> Material shown
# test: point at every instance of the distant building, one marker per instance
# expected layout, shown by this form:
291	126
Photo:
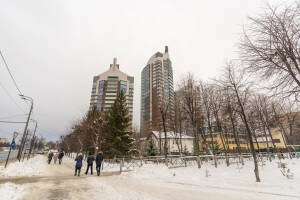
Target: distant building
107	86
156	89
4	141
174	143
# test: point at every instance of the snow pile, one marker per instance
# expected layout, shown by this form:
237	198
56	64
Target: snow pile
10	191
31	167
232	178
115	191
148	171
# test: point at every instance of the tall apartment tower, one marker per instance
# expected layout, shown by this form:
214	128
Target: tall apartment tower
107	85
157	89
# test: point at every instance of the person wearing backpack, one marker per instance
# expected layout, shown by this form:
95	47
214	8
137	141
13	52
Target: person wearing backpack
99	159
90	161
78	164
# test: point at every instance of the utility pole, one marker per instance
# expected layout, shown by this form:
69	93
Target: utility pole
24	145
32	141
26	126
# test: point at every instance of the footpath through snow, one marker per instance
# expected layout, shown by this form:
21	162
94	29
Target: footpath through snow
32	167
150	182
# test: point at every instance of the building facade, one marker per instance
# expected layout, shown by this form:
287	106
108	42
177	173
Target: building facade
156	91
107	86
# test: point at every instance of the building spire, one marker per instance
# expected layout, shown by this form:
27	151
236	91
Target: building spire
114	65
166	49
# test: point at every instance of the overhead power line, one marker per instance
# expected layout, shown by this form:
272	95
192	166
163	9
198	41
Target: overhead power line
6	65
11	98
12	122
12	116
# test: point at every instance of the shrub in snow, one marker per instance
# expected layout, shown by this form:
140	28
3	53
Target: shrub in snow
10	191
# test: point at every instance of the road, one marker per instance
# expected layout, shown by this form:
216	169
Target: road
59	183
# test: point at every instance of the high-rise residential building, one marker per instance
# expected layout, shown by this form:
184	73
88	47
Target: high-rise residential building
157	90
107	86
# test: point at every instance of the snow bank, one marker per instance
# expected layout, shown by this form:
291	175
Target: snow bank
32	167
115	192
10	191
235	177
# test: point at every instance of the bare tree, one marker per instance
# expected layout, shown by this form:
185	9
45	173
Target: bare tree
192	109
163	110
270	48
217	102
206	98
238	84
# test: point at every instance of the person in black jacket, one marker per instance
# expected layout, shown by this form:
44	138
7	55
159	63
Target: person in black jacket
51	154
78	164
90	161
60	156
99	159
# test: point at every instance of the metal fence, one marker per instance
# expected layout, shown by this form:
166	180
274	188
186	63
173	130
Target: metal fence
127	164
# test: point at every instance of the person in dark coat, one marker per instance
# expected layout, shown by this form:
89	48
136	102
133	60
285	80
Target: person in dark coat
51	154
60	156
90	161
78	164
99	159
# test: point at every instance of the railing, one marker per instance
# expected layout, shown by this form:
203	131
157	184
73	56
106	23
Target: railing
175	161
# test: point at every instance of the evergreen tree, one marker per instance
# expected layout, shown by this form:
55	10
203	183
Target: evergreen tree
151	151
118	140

---

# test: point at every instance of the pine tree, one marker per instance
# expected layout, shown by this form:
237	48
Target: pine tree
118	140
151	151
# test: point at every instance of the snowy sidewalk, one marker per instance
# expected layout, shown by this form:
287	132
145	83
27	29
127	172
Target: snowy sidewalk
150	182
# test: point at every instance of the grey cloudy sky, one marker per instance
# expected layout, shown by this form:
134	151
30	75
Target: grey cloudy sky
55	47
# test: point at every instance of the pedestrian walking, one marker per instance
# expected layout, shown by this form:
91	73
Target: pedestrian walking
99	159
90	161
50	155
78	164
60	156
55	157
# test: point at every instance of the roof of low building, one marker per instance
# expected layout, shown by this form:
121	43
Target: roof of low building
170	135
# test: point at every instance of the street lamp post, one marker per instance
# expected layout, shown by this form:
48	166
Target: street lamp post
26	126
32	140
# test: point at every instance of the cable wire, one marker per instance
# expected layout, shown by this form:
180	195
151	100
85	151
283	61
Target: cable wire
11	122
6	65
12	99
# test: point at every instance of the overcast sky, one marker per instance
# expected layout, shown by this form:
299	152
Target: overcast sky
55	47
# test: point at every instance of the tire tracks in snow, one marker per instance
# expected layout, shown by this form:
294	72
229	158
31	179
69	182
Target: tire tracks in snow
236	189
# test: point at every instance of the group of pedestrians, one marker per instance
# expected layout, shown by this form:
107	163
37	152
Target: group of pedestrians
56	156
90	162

> About this task
Look above and copy only the lines from the one holding "# test: point at every instance of the distant" to the one holding "# test: point at every instance of the person wearing", both included, exactly, minus the pictures.

> Solution
# test: point at every instance of the distant building, one marker per instance
# expected layout, shown by this form:
291	126
Photo:
Target: distant building
107	86
156	89
4	141
174	143
# test: point at every instance of the snow pile, one marker per instance
# expected layout, shown by this form:
237	198
56	64
Target: snow pile
10	191
31	167
232	178
115	191
148	171
# test: point at every instance of the tall apartment tower, one marker per instance
# expected layout, shown by this form:
214	128
Target: tall apartment tower
107	85
157	89
# test: point at every instance of the person wearing backpack, one marker per instance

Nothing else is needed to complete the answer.